## TRECHO SELECIONADO
:::

SÃO PAULO - A mais conhecida artista dedicada à performance, a sérvia Marina Abramovic, de 67 anos, apresentará trabalhos inéditos em março de 2015 em São Paulo, no Sesc Pompeia e no Sesc Belenzinho, numa grande retrospectiva de sua obra. Na mesma época, fará a estreia mundial de um documentário realizado durantes suas viagens de busca espiritual pelo país, dirigido por Marco Del Fiol e Cauê Ito e intitulado “The current” (A corrente, em tradução livre).
A artista radicada em Nova York esteve na capital paulista entre quinta-feira e sábado para escolher os locais onde irá apresentar sua obra. Também se reuniu com performers brasileiros, pois planeja ser a curadora de artistas locais cujas obras serão exibidas no mesmo período. Ao que parece, março de 2015 será o mês da performance em São Paulo, com a presença e o comando de sua mais célebre representante.

:::

## TRABALHO SOLICITADO
1. Explique, em uma a três frases, por que Marina Abramovic se reuniu com performers brasileiros, conforme a notícia sobre Marina Abramovic.
2. Reescreva em forma de lista o parágrafo da notícia sobre Marina Abramovic que começa com "A artista radicada em Nova York", mantendo os fatos principais.
3. Retome a notícia sobre Marina Abramovic a partir do ponto em que ela termina e continue o texto.
O material abaixo não tem relação com a notícia sobre Marina Abramovic.

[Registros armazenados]

:::

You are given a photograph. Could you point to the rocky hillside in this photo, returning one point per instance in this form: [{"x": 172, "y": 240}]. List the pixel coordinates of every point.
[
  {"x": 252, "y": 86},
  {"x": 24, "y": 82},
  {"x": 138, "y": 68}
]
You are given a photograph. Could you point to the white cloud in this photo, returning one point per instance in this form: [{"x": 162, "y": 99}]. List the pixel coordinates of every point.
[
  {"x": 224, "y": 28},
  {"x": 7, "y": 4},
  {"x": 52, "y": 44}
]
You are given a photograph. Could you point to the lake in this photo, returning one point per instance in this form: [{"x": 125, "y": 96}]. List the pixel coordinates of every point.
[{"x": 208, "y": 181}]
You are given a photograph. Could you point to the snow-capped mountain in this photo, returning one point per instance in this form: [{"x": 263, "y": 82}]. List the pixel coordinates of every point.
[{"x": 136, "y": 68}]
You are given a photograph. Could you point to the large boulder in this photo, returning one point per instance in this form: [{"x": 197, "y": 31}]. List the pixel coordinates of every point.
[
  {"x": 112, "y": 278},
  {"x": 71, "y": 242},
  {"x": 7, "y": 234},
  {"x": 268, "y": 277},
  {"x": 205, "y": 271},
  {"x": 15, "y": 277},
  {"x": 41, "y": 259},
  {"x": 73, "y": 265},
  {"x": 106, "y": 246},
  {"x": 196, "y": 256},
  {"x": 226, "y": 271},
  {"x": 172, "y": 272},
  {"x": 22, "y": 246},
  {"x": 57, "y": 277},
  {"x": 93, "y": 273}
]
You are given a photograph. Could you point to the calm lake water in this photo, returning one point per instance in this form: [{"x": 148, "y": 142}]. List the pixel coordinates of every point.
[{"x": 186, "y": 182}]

:::

## RESPOSTAS
1. Marina Abramovic se reuniu com performers brasileiros porque planeja ser a curadora de artistas locais cujas obras serão exibidas no mesmo período da sua retrospectiva.

2.
- A artista, radicada em Nova York, esteve em São Paulo de quinta-feira a sábado para escolher os locais onde vai apresentar sua obra.
- Reuniu-se com performers brasileiros, pois planeja ser a curadora de artistas locais que exibirão obras no mesmo período.
- Março de 2015 deve ser o mês da performance em São Paulo, com a presença e o comando da artista.

3.
— A intervenção que estou planejando fazer em março de 2015 aqui no Brasil é revolucionária. Não é apenas mais uma exposição. Já fiz tantas. Não estou interessada em fazer algo normal e dentro das expectativas. É por isso também que não escolhi fazê-la em algum museu. Preferi o Sesc, porque vi que o conceito desta organização tem muito a ver com o instituto que tento criar em Hudson, no estado de Nova York. Meu instituto é sobre como criar a combinação entre arte, ciência e novas tecnologias, assim como espiritualidade. Criar uma plataforma na qual o público possa experimentar coisas de forma profunda — disse a artista em entrevista ao GLOBO no prédio da administração central do Sesc.
Macacões brancos para os visitantes
Marina divide a exposição no Brasil em duas partes, em dois espaços diferentes, cada uma montada num dos espaços expositivos. Segundo a artista, os locais atendem ao conceito complexo que está criando.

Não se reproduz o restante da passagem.